── Records for this exercise

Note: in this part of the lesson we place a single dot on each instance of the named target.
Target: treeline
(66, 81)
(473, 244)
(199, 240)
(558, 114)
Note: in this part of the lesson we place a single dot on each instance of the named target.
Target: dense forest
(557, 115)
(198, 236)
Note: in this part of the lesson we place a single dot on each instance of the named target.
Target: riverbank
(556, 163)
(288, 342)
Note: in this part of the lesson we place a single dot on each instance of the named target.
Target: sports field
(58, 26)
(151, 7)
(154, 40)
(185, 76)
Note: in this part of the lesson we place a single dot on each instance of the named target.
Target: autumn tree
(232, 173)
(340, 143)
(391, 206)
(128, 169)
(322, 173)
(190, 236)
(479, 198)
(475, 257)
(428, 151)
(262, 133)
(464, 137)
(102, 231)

────

About this exercise.
Exactly as they appear above, print all the entries.

Solution to the problem.
Note: in this part of the lesson we place a single dot on each instance of the named target.
Target: treeline
(66, 81)
(473, 244)
(199, 240)
(558, 114)
Note: in this part of the lesson we place a single dot on each instance of the named target.
Target: dense forest
(557, 115)
(198, 236)
Note: in this part of the lesson we place a single dot on each instance of the named target.
Target: riverbank
(556, 163)
(288, 342)
Note: in this part of the lesson we place a single dot on each instance of the named target.
Target: sports field
(58, 26)
(151, 7)
(154, 40)
(185, 76)
Note: in this part of the lesson we place a single dot on each instance of the named target.
Target: autumn tree
(232, 173)
(340, 143)
(391, 206)
(128, 169)
(322, 173)
(190, 236)
(479, 198)
(475, 257)
(428, 151)
(262, 133)
(464, 137)
(102, 231)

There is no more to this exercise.